本文 –
私は現役のエンジニアであり、後輩エンジニアに対してメンターとして教えることがあります。
また、プログラミングスクールの講師であるため、数百人のエンジニア志望者に対して目指す方にもメンターとして指導をしてきました。
そして、多くの受講生や新人エンジニアから「質問の仕方がわからない」「質問するのが怖い」という悩みを耳にします。
今回の記事では、私の経験をもとに、質問の際の悩みとその解決策、そして質問の仕方のコツについて共有させていただきます。
エンジニアの質問でよくある悩みと解決策
これまで多くの受講生や後輩から、質問に関する悩みを聞いてきました。
その中でよくある悩みと、その解決策を紹介します。
質問するのが怖い
リモートでのやり取りが多い昨今ではメンターとのコミュニケーションが難しくなっています。
そのため、質問するのが怖いと感じることもあるでしょう。

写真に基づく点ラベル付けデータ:
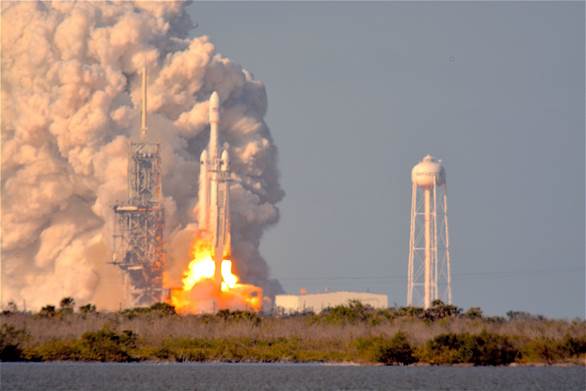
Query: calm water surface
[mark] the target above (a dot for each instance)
(167, 377)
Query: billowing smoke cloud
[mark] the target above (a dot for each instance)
(70, 105)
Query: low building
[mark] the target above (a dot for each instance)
(316, 302)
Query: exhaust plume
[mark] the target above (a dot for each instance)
(70, 106)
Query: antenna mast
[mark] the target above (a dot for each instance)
(143, 118)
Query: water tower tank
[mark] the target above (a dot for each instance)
(427, 171)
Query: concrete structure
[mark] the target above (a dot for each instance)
(317, 302)
(139, 222)
(429, 266)
(214, 192)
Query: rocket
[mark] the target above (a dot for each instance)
(214, 191)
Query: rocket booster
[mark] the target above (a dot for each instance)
(214, 190)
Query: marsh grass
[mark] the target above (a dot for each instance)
(356, 333)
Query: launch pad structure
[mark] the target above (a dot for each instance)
(139, 223)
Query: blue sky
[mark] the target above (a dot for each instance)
(359, 92)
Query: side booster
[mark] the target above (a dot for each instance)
(214, 192)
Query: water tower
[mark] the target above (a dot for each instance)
(429, 268)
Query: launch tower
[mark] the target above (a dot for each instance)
(139, 223)
(429, 269)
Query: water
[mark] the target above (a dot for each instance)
(171, 377)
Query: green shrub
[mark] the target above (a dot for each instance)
(229, 316)
(396, 351)
(11, 343)
(574, 346)
(479, 349)
(87, 309)
(108, 345)
(48, 311)
(354, 312)
(55, 350)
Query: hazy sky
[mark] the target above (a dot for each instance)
(358, 93)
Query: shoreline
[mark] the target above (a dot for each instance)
(352, 335)
(308, 363)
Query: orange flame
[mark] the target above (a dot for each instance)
(200, 292)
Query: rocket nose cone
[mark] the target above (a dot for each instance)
(214, 99)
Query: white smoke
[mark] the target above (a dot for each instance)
(70, 99)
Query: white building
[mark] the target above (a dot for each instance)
(317, 302)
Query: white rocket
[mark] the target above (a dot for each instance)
(214, 191)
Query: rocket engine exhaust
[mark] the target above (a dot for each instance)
(209, 284)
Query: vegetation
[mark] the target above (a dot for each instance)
(441, 335)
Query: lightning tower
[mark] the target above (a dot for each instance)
(429, 268)
(138, 226)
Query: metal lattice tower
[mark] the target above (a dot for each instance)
(139, 223)
(429, 268)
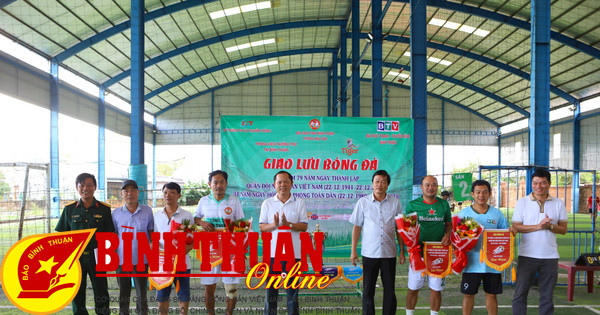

作業指示 –
**a.** 本文のうち「今回の記事では」で始まる段落を、主な内容を残したまま、より短い一文に書き直してください。
**b.** 本文から、「私は現役のエンジニアであり、」で始まり「その中でよくある悩みと、その解決策を紹介します。」までの部分を、一字も変えずに返してください。
このデータは別の出典から取られたものです。

各作業の回答 –
**a.** 筆者の経験をもとに、質問時の悩みと解決策、質問の仕方のコツを共有する。

**b.**
私は現役のエンジニアであり、後輩エンジニアに対してメンターとして教えることがあります。
また、プログラミングスクールの講師であるため、数百人のエンジニア志望者に対して目指す方にもメンターとして指導をしてきました。
そして、多くの受講生や新人エンジニアから「質問の仕方がわからない」「質問するのが怖い」という悩みを耳にします。
今回の記事では、私の経験をもとに、質問の際の悩みとその解決策、そして質問の仕方のコツについて共有させていただきます。
エンジニアの質問でよくある悩みと解決策
これまで多くの受講生や後輩から、質問に関する悩みを聞いてきました。
その中でよくある悩みと、その解決策を紹介します。